_Challenge:_ Pictures in the data below are not part of the copy; transcribe everything else exactly.

---------- Source data

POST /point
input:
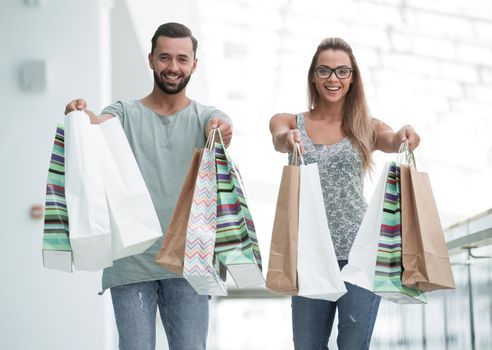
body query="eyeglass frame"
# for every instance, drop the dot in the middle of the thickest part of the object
(333, 70)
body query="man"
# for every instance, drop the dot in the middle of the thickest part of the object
(162, 128)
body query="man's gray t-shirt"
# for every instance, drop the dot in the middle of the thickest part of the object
(163, 147)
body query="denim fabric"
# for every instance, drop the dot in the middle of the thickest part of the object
(184, 314)
(312, 319)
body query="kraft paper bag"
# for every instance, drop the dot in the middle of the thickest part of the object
(317, 266)
(171, 254)
(57, 252)
(201, 267)
(425, 255)
(282, 265)
(88, 212)
(133, 220)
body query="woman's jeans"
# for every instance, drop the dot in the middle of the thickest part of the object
(312, 319)
(184, 314)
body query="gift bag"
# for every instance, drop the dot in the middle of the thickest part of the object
(88, 214)
(282, 264)
(133, 220)
(361, 264)
(57, 252)
(201, 268)
(426, 264)
(387, 278)
(171, 254)
(317, 266)
(236, 244)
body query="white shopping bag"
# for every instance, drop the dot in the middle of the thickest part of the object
(361, 265)
(134, 222)
(317, 267)
(89, 225)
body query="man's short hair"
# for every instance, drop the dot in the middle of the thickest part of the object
(174, 30)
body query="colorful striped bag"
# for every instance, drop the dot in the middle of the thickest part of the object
(57, 252)
(388, 272)
(236, 243)
(201, 267)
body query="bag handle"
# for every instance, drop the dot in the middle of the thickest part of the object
(405, 156)
(297, 158)
(210, 140)
(232, 164)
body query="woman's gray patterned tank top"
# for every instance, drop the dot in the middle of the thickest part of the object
(342, 181)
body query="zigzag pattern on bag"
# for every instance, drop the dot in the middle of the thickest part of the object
(200, 235)
(56, 230)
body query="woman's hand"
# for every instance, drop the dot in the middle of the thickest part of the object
(408, 134)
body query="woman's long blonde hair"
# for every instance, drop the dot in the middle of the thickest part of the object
(356, 122)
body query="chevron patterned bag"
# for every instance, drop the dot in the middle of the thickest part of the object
(57, 252)
(201, 268)
(236, 243)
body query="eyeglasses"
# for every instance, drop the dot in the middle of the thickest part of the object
(342, 72)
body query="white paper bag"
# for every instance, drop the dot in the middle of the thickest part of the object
(134, 222)
(89, 225)
(361, 264)
(317, 267)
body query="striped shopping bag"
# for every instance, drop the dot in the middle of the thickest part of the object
(201, 268)
(57, 252)
(236, 243)
(388, 272)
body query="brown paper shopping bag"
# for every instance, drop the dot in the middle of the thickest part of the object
(171, 255)
(282, 264)
(425, 257)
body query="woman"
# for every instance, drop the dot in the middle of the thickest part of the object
(337, 133)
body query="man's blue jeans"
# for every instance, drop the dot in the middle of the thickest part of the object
(312, 319)
(184, 314)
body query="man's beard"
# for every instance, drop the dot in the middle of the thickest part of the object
(171, 89)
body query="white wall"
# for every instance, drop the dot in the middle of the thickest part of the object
(39, 308)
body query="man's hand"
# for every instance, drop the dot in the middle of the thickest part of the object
(75, 105)
(224, 127)
(80, 105)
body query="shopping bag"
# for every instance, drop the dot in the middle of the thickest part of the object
(134, 223)
(282, 264)
(57, 252)
(361, 264)
(317, 266)
(236, 244)
(201, 268)
(426, 264)
(387, 277)
(88, 214)
(171, 254)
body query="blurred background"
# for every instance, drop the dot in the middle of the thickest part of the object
(427, 63)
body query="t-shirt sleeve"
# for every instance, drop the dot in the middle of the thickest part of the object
(117, 109)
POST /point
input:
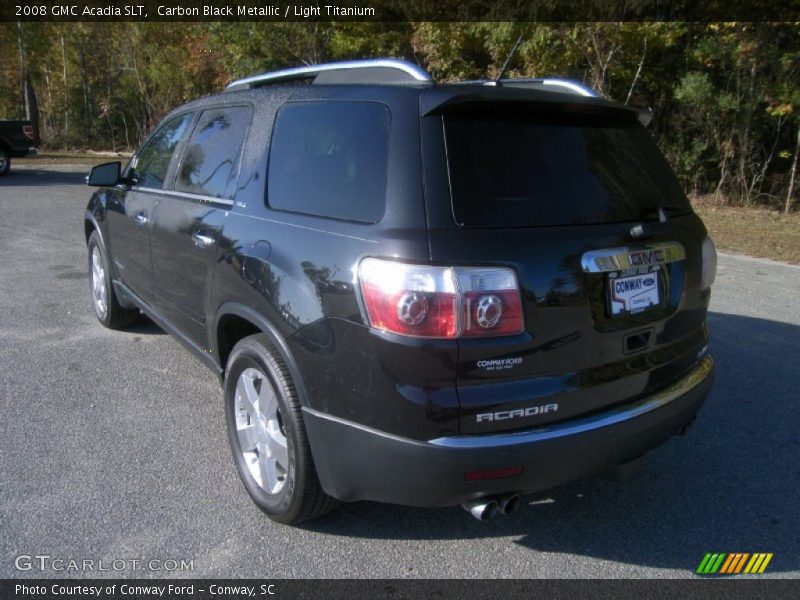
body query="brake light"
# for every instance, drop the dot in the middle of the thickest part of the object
(440, 302)
(709, 264)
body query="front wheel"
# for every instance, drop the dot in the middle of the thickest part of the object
(104, 300)
(267, 435)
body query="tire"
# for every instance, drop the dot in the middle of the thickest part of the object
(5, 161)
(107, 308)
(267, 435)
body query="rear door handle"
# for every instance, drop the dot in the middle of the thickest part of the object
(202, 240)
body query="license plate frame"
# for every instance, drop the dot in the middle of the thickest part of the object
(641, 291)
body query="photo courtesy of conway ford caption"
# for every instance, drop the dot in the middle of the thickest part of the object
(415, 293)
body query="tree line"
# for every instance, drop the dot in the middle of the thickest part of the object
(725, 95)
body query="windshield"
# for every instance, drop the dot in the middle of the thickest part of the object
(526, 171)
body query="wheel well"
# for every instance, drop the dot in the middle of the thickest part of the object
(88, 228)
(231, 329)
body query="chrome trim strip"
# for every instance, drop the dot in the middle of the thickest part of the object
(619, 259)
(309, 71)
(700, 372)
(200, 197)
(574, 86)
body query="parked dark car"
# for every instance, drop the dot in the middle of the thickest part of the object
(16, 140)
(414, 293)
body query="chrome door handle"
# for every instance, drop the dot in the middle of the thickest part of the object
(201, 240)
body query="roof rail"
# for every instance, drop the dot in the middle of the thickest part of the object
(571, 86)
(380, 70)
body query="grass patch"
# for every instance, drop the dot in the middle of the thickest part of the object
(753, 231)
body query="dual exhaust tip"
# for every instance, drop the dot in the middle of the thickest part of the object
(484, 509)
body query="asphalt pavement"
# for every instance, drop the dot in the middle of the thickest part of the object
(113, 447)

--------------------

_Answer to this exercise:_
POST /point
input:
body query="eyeglass frame"
# for every instance, drop the dot in the middle of the thickest part of the object
(333, 70)
body query="man"
# for every instance, drop the dot in the middle of the thickest part of the object
(162, 128)
body query="man's gray t-shirt"
# for every instance, drop the dot in the middle of the thickest part of the object
(163, 147)
body query="denim fabric"
# for every instance, drop the dot in the middle of the thickest part of the object
(184, 314)
(312, 319)
body query="kraft paper bag"
# for every instance, drop the dot in the middle of the thickest part of the object
(317, 266)
(171, 254)
(57, 252)
(201, 267)
(425, 255)
(282, 265)
(88, 212)
(133, 220)
body query="woman's jeans"
# for every instance, drop the dot in the middle of the thickest part of the object
(312, 319)
(184, 314)
body query="gift bag"
# for every instance, drop the dot in the middle of the thickest part of the object
(88, 214)
(282, 264)
(133, 220)
(361, 264)
(57, 252)
(201, 268)
(426, 264)
(387, 278)
(171, 254)
(317, 266)
(236, 244)
body query="white shopping bag"
# for every instance, drop the dot in the middle of the thickest part of the object
(361, 265)
(134, 222)
(317, 267)
(89, 225)
body query="man's short hair"
# for every instance, drop the dot in the middle of the thickest part of the object
(174, 30)
body query="colorful striped bag"
# for every instance, drop the dot in the middle of the thickest part of the object
(57, 252)
(388, 272)
(236, 243)
(201, 267)
body query="bag handle"
# for every instance, drop the dot in the middle of the thickest part of the object
(405, 156)
(297, 158)
(210, 140)
(232, 164)
body query="woman's gray patterned tank top"
# for every instance, drop the dot in the middle of the thickest part of the object
(342, 181)
body query="zigzag pattern on bag"
# for every instance, drop the dot in the middle of the thickest part of the object
(200, 235)
(56, 230)
body query="woman's hand"
# for every instance, drop the dot in the middle of the thickest part of the object
(408, 134)
body query="woman's long blonde hair"
# for every instance, drop the dot in the middle of the thickest part of the object
(356, 122)
body query="chevron patterned bag"
# for every instance, drop the dot in the middle of the thickest part of the object
(57, 252)
(201, 268)
(236, 243)
body query="eyeglasses"
# for every instance, drop the dot in the middle of the thickest part of the object
(342, 72)
body query="white paper bag"
# for every instance, drop the dot in the middle of the thickest part of the object
(134, 222)
(89, 225)
(361, 264)
(317, 267)
body query="striped shopping bag"
# for every instance, drop the dot in the middle of the thickest part of the object
(201, 268)
(57, 252)
(236, 243)
(388, 272)
body query="brown paper shopping bag"
# for every instance, drop the dot in the middle of the thickest part of the object
(171, 255)
(282, 264)
(425, 257)
body query="woman"
# for every instance, drop the dot in the middle of the thickest part of the object
(337, 133)
body query="man's blue jeans"
# for every instance, drop the dot in the middle of the thickest part of the object
(312, 319)
(184, 314)
body query="man's beard"
# for every instance, drop the dot in the middle of the thickest part of the object
(171, 89)
body query="white wall"
# for every instance, drop the dot in the middle of the thickest part of the object
(39, 308)
body query="man's hand"
# for every instance, drop the dot in the middle of the thickest part of the object
(75, 105)
(224, 127)
(80, 105)
body query="shopping bag"
# for every instance, drop the dot in the middle of the thickest part of the object
(134, 223)
(282, 264)
(57, 252)
(361, 264)
(317, 266)
(236, 244)
(201, 268)
(426, 264)
(387, 277)
(88, 214)
(171, 254)
body query="blurred background"
# for every instance, drop the dot in the middle of the thickest part of the object
(427, 63)
body query="t-shirt sleeve"
# for every instance, drop the dot in the middle of the thickest part of the object
(117, 109)
POST /point
input:
body query="brake light"
# for every instance, drop the dot in the middle of the thickest part of the object
(440, 302)
(709, 264)
body query="front wheel"
# for every instance, drop the dot in the middle of the thickest part of the object
(104, 300)
(267, 435)
body query="tire"
# for every instance, drop the dot in the middle of the thickest part of the object
(5, 161)
(107, 308)
(267, 435)
body query="rear door handle"
# for every instance, drop the dot in the middle of the thickest part of the object
(202, 240)
body query="license plate frame"
# for every instance, drop the dot in the middle of the thickest part of the object
(641, 291)
body query="photo courtesy of conway ford caption"
# for every instance, drop the dot in the middle of the thickest part of the object
(415, 293)
body query="tree line"
# for every instance, drop the dot in the middle of the thickest part of the object
(725, 95)
body query="windshield"
# for every instance, drop the dot in the middle of the thickest part of the object
(526, 171)
body query="wheel well"
# for every instance, drop the dot in the middle of the thickest part of the object
(88, 228)
(231, 329)
body query="chrome trim strip"
# for every instance, drop the dot in the middle of the thickest part of the object
(619, 259)
(309, 71)
(700, 372)
(200, 197)
(574, 86)
body query="parked dark car"
# for every instance, drop the dot in the middle of the thickest part of the object
(16, 140)
(414, 293)
body query="chrome door handle"
# for every instance, drop the dot in the middle of the thickest part of the object
(201, 240)
body query="roof rail"
# for every instance, drop the dot in the middle of the thickest part of the object
(571, 86)
(380, 70)
body query="grass patch"
# for every instance, drop the dot in the middle of the thickest part of the object
(753, 231)
body query="dual exhaust tip"
# for every instance, drop the dot in the middle of the thickest part of the object
(484, 509)
body query="asphalt pavement"
# for every instance, drop the dot in the middle of the thickest part of the object
(113, 447)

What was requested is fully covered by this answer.